* _What to do_:
[1] Using the passage on music during the Commonwealth, answer these questions:
(a) At whose house did the Oxford music meetings that Wood attended take place?
(b) Where did Edmund Chilmead set up his music meeting in London?
(c) Where did the most famous catch club of the day meet?
[2] Carry the passage on music during the Commonwealth forward from its final sentence with a few more sentences in the same style.

* _Text shown_:

With the Court in exile, church music
silenced, and theatres closed, the social organization of music
during the Commonwealth was completely disoriented. Many of the
King's musicians turned to teaching while others availed
themselves of offers of patronage. Enterprising musicians
organized music meetings. Anthony Wood has left us an account
of those which flourished at Oxford, especially the ones at the
house of William Ellis, which Wood attended and at which
John Wilson
presided. In effect, meetings such as these were informal
concerts, and the profits from Ellis's meeting were enough to
keep him and his wife in a comfortable condition. Another
Oxford musician,
Edmund Chilmead
, dispossessed of his pettycanonry at Christ Church, moved to
London and set up a music meeting at the Black Horse in
Aldersgate, prior to his death in 1651. Somewhat later we read
of 'the musick house at the Miter, near the West end of St.
Paul's Church' where the most famous catch club of the day met.

* _Excerpted records_:
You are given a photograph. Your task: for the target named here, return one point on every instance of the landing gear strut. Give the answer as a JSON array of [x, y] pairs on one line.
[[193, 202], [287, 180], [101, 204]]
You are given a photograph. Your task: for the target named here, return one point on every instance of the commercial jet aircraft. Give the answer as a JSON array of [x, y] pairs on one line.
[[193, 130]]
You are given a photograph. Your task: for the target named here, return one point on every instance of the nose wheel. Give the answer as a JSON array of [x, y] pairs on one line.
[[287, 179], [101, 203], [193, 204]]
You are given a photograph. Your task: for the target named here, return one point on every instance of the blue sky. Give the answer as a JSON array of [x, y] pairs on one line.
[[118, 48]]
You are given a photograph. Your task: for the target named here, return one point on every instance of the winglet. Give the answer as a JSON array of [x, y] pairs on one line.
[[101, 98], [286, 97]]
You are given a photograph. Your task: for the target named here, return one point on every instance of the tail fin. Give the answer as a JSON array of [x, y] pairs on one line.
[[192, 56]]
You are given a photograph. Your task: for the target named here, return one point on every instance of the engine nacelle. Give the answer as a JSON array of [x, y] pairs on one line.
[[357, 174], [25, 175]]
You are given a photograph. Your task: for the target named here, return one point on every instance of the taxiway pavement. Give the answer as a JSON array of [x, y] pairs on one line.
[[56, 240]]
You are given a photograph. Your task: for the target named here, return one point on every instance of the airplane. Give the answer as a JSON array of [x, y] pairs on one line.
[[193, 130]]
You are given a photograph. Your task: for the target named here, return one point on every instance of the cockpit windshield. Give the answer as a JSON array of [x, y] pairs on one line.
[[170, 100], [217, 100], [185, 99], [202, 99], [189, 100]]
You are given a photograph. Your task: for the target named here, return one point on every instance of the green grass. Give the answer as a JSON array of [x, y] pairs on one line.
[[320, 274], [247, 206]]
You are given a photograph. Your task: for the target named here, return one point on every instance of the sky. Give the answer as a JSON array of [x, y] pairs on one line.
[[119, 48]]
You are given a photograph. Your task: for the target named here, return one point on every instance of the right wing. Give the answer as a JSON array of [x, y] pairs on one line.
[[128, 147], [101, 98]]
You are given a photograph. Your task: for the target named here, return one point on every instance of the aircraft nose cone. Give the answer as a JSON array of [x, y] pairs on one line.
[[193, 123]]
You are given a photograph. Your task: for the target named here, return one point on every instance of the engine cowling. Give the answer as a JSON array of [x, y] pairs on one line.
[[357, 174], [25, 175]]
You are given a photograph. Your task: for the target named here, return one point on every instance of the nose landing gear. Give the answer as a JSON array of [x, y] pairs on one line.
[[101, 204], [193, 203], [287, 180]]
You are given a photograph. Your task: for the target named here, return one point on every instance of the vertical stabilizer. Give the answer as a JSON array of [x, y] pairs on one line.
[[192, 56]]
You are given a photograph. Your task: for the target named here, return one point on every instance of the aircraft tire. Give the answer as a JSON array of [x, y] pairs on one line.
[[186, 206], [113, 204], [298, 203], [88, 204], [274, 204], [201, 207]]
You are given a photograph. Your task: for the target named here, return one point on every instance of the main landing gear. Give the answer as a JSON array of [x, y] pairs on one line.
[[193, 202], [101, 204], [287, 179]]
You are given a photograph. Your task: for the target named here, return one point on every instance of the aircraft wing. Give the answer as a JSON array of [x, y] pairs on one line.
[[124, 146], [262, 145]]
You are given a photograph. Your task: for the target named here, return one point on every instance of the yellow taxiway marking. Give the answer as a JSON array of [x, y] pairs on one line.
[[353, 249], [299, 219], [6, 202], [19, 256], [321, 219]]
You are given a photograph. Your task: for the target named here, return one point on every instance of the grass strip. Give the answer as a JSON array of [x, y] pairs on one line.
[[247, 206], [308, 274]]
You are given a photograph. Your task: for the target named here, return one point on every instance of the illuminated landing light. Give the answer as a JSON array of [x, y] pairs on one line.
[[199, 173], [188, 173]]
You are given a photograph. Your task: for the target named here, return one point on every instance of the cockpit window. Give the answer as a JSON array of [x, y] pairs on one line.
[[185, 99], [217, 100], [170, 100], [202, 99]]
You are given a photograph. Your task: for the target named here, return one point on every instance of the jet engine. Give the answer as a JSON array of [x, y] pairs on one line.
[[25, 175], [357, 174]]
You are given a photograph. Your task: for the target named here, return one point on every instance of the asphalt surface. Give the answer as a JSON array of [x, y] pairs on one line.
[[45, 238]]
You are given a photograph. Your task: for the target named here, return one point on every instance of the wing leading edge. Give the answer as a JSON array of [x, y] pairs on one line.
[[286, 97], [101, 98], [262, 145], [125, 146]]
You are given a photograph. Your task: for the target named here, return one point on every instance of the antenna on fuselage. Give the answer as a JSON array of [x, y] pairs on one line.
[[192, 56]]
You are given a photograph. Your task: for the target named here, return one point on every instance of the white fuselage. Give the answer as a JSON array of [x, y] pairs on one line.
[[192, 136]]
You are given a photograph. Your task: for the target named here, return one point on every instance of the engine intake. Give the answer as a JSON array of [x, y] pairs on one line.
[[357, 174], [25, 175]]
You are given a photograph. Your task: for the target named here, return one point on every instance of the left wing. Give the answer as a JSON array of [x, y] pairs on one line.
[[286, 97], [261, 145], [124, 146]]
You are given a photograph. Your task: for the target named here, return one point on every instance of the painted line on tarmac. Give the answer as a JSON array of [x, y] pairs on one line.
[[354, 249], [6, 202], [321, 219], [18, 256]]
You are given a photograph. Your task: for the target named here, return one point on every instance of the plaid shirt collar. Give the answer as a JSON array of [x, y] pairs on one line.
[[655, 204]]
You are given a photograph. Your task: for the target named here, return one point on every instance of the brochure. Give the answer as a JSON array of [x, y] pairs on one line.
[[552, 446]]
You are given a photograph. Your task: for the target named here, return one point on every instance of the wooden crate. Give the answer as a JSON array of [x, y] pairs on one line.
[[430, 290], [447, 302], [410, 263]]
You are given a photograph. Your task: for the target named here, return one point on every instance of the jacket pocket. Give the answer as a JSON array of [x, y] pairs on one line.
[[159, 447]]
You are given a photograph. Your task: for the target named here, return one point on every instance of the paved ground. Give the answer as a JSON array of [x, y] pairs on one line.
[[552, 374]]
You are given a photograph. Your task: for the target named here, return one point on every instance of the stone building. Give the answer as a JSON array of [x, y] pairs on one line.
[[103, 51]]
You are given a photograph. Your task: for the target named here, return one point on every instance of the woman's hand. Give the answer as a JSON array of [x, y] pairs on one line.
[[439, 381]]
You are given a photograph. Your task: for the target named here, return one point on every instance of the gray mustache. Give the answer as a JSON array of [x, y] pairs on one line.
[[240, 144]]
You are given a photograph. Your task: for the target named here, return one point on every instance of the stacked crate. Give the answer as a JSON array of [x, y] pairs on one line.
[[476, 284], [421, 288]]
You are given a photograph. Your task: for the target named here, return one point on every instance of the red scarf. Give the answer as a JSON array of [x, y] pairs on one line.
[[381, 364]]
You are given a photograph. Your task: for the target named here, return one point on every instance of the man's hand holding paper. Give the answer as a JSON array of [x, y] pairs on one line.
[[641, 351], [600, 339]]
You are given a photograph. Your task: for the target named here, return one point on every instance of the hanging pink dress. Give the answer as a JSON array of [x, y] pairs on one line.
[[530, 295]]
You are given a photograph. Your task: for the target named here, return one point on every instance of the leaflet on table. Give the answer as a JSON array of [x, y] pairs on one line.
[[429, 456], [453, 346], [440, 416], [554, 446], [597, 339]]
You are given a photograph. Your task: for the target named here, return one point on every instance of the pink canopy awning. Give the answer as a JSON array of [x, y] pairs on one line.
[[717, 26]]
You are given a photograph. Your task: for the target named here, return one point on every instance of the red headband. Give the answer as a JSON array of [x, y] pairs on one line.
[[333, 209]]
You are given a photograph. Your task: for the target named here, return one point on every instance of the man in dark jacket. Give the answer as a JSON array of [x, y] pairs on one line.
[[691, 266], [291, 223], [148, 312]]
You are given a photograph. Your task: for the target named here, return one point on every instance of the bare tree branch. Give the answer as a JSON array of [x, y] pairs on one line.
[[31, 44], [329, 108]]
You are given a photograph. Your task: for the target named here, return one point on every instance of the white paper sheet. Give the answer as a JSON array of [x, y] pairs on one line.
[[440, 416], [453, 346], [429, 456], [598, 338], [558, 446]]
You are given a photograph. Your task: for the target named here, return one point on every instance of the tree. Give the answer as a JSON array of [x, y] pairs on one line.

* _The responses_:
[1]
(a) William Ellis
(b) At the Black Horse in Aldersgate
(c) At the music house at the Miter, near the West end of St. Paul's Church

[2]
It was for this meeting, later at Old Jewry, that
Playford
published his
Musical Companion
(1667).
The shift, then, in social orientation was
towards the middle class. Professional men, merchants and
shopkeepers paid the piper and called the tune. It would be
rash to generalize about their taste, but Playford seems to
have sized it up thoroughly. He and his son Henry dominated the
publishing scene in the second half of the century. It is fair
to say that he was inspired by something more than pecuniary
gain. He was an enthusiast, a musical amateur who composed a
little, and represented in himself the public for which he
catered. Not only did he satisfy the needs of amateur and
professional musicians by supplying instrumental and vocal
music in print, but he took steps to expand the market by
issuing instruction books for the lyra viol, cittern, etc., and
many editions of his
Introduction to the Skill of Music
(from 1654) so that musical literacy might increase.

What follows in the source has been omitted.